* **Task directions**: All of the records are to be reproduced exactly.

======== Data

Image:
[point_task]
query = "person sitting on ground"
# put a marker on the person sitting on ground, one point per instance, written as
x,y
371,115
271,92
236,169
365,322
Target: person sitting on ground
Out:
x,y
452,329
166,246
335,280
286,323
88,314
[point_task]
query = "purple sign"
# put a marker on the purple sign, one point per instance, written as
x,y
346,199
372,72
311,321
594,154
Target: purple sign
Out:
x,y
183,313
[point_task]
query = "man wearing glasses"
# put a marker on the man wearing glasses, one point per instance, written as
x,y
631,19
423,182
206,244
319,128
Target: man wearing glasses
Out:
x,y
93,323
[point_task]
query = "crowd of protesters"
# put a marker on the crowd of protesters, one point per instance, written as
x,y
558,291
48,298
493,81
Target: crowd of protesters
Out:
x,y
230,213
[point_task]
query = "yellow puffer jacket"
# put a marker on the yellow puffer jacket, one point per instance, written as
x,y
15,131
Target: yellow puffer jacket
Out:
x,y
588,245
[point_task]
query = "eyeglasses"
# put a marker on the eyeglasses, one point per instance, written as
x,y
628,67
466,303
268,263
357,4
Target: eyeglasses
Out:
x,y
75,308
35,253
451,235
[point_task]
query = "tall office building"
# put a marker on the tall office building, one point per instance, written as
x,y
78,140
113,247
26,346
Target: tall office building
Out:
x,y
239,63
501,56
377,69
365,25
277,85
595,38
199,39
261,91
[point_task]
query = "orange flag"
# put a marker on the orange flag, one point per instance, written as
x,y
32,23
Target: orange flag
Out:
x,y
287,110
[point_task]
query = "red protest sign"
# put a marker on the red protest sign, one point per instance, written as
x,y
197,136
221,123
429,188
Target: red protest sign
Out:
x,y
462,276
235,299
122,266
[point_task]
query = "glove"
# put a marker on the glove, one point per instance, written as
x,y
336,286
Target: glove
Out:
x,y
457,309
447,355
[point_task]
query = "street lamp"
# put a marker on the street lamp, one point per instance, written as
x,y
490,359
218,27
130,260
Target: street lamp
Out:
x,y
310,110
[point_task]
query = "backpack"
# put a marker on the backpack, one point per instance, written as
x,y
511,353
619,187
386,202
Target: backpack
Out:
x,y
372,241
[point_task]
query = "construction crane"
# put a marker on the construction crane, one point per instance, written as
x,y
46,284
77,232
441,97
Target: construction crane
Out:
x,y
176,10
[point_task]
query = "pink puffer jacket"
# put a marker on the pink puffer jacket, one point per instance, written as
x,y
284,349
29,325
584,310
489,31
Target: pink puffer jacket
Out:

================

* **Problem solution**:
Image:
[point_task]
query = "person sitting on ground"
# put a marker on the person sitting on ground, one point per instance, written as
x,y
371,115
271,92
236,169
365,322
Target: person sitting on ground
Out:
x,y
452,329
166,246
335,280
286,323
88,314
[point_task]
query = "purple sign"
# put a marker on the purple sign, one point per instance, written as
x,y
346,199
372,72
311,321
594,154
Target: purple sign
Out:
x,y
183,313
[point_task]
query = "man wearing glasses"
# put a marker on the man wearing glasses, one point per instance, written as
x,y
631,19
423,182
206,244
319,128
Target: man wearing glasses
Out:
x,y
93,323
[point_task]
query = "crowd of protesters"
# put a marker on the crowd of protesters, one point per instance, written as
x,y
558,291
48,298
493,81
Target: crowd of protesters
Out:
x,y
230,213
[point_task]
query = "yellow puffer jacket"
# put a marker on the yellow puffer jacket, one point per instance, written as
x,y
15,131
Target: yellow puffer jacket
Out:
x,y
588,245
[point_task]
query = "eyeglasses"
# put a marker on the eyeglasses, one point per instance, written as
x,y
628,67
466,303
268,263
357,4
Target: eyeglasses
Out:
x,y
75,308
35,253
451,235
[point_task]
query = "tall office building"
# put a marker on the tall office building, one point per instance, written as
x,y
78,140
113,247
26,346
Target: tall office building
Out:
x,y
239,63
501,56
377,69
365,25
277,85
595,38
199,39
261,91
[point_task]
query = "orange flag"
# put a marker on the orange flag, one point per instance, written as
x,y
32,23
Target: orange flag
Out:
x,y
287,110
[point_task]
query = "red protest sign"
# put a marker on the red protest sign, one point per instance, written as
x,y
197,136
221,123
429,188
Target: red protest sign
Out:
x,y
462,276
235,299
122,266
[point_task]
query = "glove"
# put a marker on the glove, one point per instance, written as
x,y
336,286
Target: glove
Out:
x,y
457,309
447,355
[point_task]
query = "street lamp"
# put a marker on the street lamp, one point per instance, written as
x,y
490,359
218,27
130,260
Target: street lamp
Out:
x,y
310,110
[point_task]
query = "backpack"
# put a marker on the backpack, one point per instance, written as
x,y
511,353
619,187
386,202
Target: backpack
Out:
x,y
372,241
[point_task]
query = "construction crane"
# put a marker on the construction crane, one point per instance, written as
x,y
46,284
77,232
441,97
Target: construction crane
Out:
x,y
176,10
[point_task]
query = "pink puffer jacket"
# put a marker on the pink puffer jacket, one point per instance, written as
x,y
284,349
29,325
584,310
489,31
Target: pink puffer jacket
Out:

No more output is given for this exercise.